(Boundary labeling rows)
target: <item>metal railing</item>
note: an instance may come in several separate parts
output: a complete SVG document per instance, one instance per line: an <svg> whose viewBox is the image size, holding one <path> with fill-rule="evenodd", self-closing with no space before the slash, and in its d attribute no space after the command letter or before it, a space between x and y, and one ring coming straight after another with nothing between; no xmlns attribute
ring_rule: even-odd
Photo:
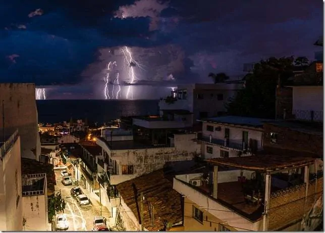
<svg viewBox="0 0 325 233"><path fill-rule="evenodd" d="M225 147L225 148L229 148L231 149L243 150L247 148L244 148L244 144L242 143L238 143L238 142L234 142L228 139L222 139L218 138L211 138L210 142L210 137L198 135L197 140L203 142L205 143L210 143L212 145L216 145L221 147Z"/></svg>
<svg viewBox="0 0 325 233"><path fill-rule="evenodd" d="M284 109L284 119L295 119L307 121L322 122L323 111Z"/></svg>
<svg viewBox="0 0 325 233"><path fill-rule="evenodd" d="M37 174L29 174L27 175L27 177L29 178L46 178L46 173L37 173ZM44 184L43 185L43 189L42 190L33 190L31 191L25 191L23 192L22 196L23 197L26 197L29 196L37 196L37 195L43 195L45 192L45 183L46 180L44 181Z"/></svg>
<svg viewBox="0 0 325 233"><path fill-rule="evenodd" d="M16 129L15 132L6 142L0 143L1 145L0 147L0 158L3 158L5 157L7 152L17 141L18 136L19 136L18 130Z"/></svg>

Exercise objective. Copy out everything from the start of the rows down through the line that contains "174L29 174L27 175L27", both ends included. Leave the pictures out of your copy.

Completed exercise.
target: <item>metal railing</item>
note: an instance may come in several separate parts
output: a complete SVG document per instance, one instance per line: an <svg> whose viewBox is the image size, holding one <path> with fill-rule="evenodd", self-closing with no space before the slash, and in its d attribute no space after the command letter or before it, a space between x and y, and one ring coming straight after another with nothing between; no xmlns attribute
ring_rule: even-odd
Photo:
<svg viewBox="0 0 325 233"><path fill-rule="evenodd" d="M225 147L225 148L229 148L231 149L243 150L247 148L244 148L244 144L242 143L238 143L238 142L234 142L228 139L222 139L218 138L211 138L210 142L210 137L198 135L197 140L203 142L205 143L210 143L212 145L216 145L221 147Z"/></svg>
<svg viewBox="0 0 325 233"><path fill-rule="evenodd" d="M284 109L284 119L295 119L307 121L322 122L323 111Z"/></svg>
<svg viewBox="0 0 325 233"><path fill-rule="evenodd" d="M37 174L29 174L27 175L27 177L29 178L46 178L46 173L37 173ZM44 184L43 185L43 189L42 190L33 190L31 191L25 191L23 192L22 196L23 197L26 197L29 196L37 196L37 195L43 195L45 192L45 183L46 180L44 181Z"/></svg>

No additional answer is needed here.